━━━ Exercise data
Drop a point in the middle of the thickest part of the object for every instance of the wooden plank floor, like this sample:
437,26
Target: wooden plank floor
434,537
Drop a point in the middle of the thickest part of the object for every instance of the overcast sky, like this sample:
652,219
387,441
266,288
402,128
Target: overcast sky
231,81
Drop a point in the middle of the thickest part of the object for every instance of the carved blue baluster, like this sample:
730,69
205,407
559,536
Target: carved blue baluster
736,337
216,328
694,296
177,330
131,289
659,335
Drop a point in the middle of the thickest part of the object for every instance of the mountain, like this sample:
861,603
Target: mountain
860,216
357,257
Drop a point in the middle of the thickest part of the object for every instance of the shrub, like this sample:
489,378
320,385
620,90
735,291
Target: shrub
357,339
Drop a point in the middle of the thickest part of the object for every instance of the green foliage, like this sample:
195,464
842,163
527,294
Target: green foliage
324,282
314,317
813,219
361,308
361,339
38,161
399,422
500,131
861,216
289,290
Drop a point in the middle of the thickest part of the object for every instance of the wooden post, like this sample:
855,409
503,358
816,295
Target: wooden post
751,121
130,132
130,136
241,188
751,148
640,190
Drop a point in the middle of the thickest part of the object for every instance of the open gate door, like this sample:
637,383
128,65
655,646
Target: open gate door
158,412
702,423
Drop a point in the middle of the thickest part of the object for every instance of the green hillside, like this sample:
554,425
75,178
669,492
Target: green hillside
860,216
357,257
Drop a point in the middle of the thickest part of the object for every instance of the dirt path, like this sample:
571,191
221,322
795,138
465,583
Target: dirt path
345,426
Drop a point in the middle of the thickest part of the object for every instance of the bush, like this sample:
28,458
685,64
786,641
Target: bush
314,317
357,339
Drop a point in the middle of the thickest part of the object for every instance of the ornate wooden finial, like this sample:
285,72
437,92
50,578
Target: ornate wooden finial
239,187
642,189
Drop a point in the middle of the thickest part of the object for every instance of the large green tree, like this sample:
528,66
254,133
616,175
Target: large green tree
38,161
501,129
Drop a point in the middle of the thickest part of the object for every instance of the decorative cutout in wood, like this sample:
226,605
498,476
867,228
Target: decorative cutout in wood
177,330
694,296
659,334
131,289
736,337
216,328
━━━━━━
━━━ Exercise data
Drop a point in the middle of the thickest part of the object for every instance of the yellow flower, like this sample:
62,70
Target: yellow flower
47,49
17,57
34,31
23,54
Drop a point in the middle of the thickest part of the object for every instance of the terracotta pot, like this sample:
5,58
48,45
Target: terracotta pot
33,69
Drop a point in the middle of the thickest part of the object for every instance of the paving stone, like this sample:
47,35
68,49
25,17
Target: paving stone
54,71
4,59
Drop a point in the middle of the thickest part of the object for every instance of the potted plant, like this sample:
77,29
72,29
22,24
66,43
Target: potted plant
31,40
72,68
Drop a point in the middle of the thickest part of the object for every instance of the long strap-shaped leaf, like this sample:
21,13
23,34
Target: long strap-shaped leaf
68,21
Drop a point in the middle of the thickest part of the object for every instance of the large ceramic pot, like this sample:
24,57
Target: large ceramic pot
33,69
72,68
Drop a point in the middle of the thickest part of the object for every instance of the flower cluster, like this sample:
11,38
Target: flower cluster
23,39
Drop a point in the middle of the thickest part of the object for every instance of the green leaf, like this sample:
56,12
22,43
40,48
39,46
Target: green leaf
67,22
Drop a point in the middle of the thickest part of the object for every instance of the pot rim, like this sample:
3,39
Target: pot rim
━━━━━━
- Problem to work on
State how many lines in the records above contain the string "ceramic". Reply with the number alone.

- Output of the task
2